Exercise ▸ Please repeat the data below exactly, with the pictures removed.

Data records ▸
++++++++++++++++++++

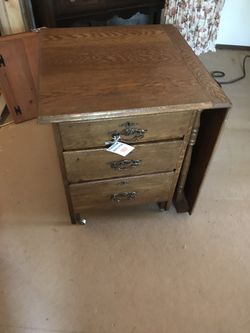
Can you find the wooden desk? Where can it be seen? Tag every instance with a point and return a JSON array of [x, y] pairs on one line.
[[144, 84]]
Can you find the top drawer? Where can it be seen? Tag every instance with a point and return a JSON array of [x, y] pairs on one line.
[[81, 135]]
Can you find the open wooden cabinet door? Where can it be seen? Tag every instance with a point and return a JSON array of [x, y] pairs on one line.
[[19, 74]]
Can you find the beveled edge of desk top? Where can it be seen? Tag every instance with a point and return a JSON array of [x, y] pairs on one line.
[[216, 97], [92, 116]]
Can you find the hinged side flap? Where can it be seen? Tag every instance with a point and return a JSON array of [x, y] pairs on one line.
[[19, 74]]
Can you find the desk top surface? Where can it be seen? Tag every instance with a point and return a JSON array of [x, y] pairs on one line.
[[105, 72]]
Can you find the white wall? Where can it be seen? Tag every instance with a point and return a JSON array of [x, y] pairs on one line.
[[235, 23]]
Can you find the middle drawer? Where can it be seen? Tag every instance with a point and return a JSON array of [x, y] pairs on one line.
[[96, 164]]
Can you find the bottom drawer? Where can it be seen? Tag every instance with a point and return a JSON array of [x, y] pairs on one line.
[[121, 191]]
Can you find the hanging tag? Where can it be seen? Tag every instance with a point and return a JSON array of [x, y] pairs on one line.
[[120, 148]]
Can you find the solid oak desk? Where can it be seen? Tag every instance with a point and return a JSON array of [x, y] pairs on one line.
[[142, 83]]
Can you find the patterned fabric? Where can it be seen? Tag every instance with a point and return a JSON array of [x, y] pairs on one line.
[[197, 20]]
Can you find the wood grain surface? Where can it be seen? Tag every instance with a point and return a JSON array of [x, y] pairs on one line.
[[149, 188], [94, 134], [105, 69], [100, 164], [18, 78]]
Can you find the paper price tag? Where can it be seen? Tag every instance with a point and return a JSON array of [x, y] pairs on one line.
[[120, 148]]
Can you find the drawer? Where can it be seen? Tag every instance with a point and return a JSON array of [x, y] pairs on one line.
[[146, 158], [138, 129], [121, 191]]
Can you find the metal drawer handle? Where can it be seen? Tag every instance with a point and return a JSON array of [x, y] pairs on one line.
[[124, 164], [117, 197], [130, 130]]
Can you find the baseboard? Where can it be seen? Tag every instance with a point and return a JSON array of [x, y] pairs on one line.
[[232, 47]]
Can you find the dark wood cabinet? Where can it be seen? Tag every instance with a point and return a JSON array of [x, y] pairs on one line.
[[67, 13]]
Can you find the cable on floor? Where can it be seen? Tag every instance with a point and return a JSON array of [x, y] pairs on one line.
[[220, 74]]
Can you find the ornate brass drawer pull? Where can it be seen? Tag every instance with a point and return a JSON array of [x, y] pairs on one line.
[[130, 130], [117, 197], [124, 164]]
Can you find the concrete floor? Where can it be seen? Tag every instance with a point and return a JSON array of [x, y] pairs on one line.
[[136, 270]]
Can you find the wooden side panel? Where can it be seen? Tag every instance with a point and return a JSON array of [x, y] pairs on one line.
[[210, 128], [19, 74]]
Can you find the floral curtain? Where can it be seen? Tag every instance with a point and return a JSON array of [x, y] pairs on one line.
[[197, 20]]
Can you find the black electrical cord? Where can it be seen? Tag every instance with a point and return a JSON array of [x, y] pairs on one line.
[[219, 74]]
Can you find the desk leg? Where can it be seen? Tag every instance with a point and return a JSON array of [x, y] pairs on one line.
[[180, 200]]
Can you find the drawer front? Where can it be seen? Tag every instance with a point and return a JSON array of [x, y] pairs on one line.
[[83, 135], [121, 192], [96, 164]]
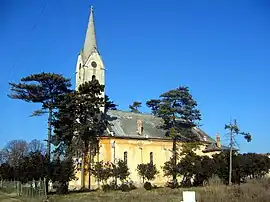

++++++++++++++++++++

Output for this task ▸
Can you find the wooden desk? Where can it be seen? Tag every instance with a point and return a JSON array of [x, y] pairs on one line.
[[144, 84]]
Can you find the top drawer? Where can it be seen? Tag every instance with a point and return a JSON array of [x, y] pairs on one line.
[[81, 135]]
Can you find the open wooden cabinet door? Where can it be seen? Tag every instance with a point and return a JSON array of [x, y] pairs on one line.
[[19, 74]]
Can you find the beveled edge of desk top? Where can it be seen? Tag every instance with a point and return a JSON array of [x, y] pairs on one line.
[[216, 97], [92, 116]]
Can you find the hinged side flap? Where can it be seen? Tag every instance with a point and return a JSON array of [x, y] pairs on one line.
[[19, 74]]
Can you find the desk top surface? Where can it be seen? Tag every instance with a point and return a JSON array of [x, y] pairs on one line.
[[105, 72]]
Can you find the white wall? Where can it be seen? Tag every instance with a point and return a JSON array of [x, y] pairs on one line.
[[235, 23]]
Can you find the middle drawer? Where can it be seen? Tag every instance with a point and return a JSON array of [x, y] pairs on one line.
[[96, 164]]
Can you find the bottom drawer? Where can it be seen? Tag every instance with a point and return a JSON array of [x, y] pairs on one line.
[[121, 191]]
Can you find the hanging tag? Where can it be seen? Tag every instance with a point and return a JSON array of [x, y] pairs on one line.
[[120, 148]]
Can you find the solid oak desk? Where can it be seen? Tag every instance with a point and return a JSON array of [x, y] pairs on one line.
[[142, 83]]
Can you find the patterned fabric? Where can it be seen? Tag every instance with a point and return a JSON array of [x, y] pairs on one line.
[[197, 20]]
Can you find the wood grain surface? Where can it be seen? Tag every instance with a point and return a JSON array of [x, y] pairs on one line.
[[149, 188], [94, 134], [105, 69], [100, 164], [18, 78]]
Can you find the paper price tag? Where can it be seen? Tag every instance with a point and return a JSON array of [x, y] pairs on one line.
[[120, 148]]
Can you find the drawer? Where can it be seen? Tag every instance with a point and return a JSON array of [x, y] pairs on one line.
[[146, 158], [138, 129], [121, 191]]
Can you find the metal drawer handle? Where can it be seen? Tag every instance with a point and return a JSON array of [x, y] pairs on one line.
[[124, 164], [117, 197], [130, 130]]
Can you find the baseboard? Where can it be seen? Tag every instance with a point and return a JSON array of [x, y] pairs on one line.
[[232, 47]]
Can you find the dark wood cabinet? Where can it be seen? Tag every instance with a point and return a JSON array of [x, y] pairs on one line.
[[67, 13]]
Can you find the cable on floor? Where can it be seen? Tag every instance with a point and return a JSON array of [x, y] pairs on one line.
[[220, 74]]
Can you find the ornate brass drawer pull? Where can it be seen? Tag every instance with a point and return a JSON array of [x, y] pairs on one line.
[[130, 130], [117, 197], [124, 164]]
Can you find the concrete floor? Where can it be seen? Tag every instance with a point and return a JSON array of [x, y] pairs on one line.
[[136, 270]]
Can you find the wooden side panel? Where can it be seen? Tag every instance with a point and return a JSON array of [x, y] pairs on one line.
[[210, 128], [19, 74]]
Can you find the floral curtain? Where can it be seen? Tag every instance with a point and return a JSON array of [x, y] pairs on one line.
[[197, 20]]
Can you find the black electrical cord? Where can it be seen? Tag every instance with a point and return a JSON array of [x, y] pairs on one line.
[[219, 74]]
Can you find the desk leg? Where can it be seen? Tag every instance with a point and return a JSON array of [x, y] pairs on one line.
[[180, 200]]
Can you find the drawer front? Where can it be seen? Tag every instance with a point and return a JSON array of [x, y] pairs on one line.
[[83, 135], [121, 192], [96, 164]]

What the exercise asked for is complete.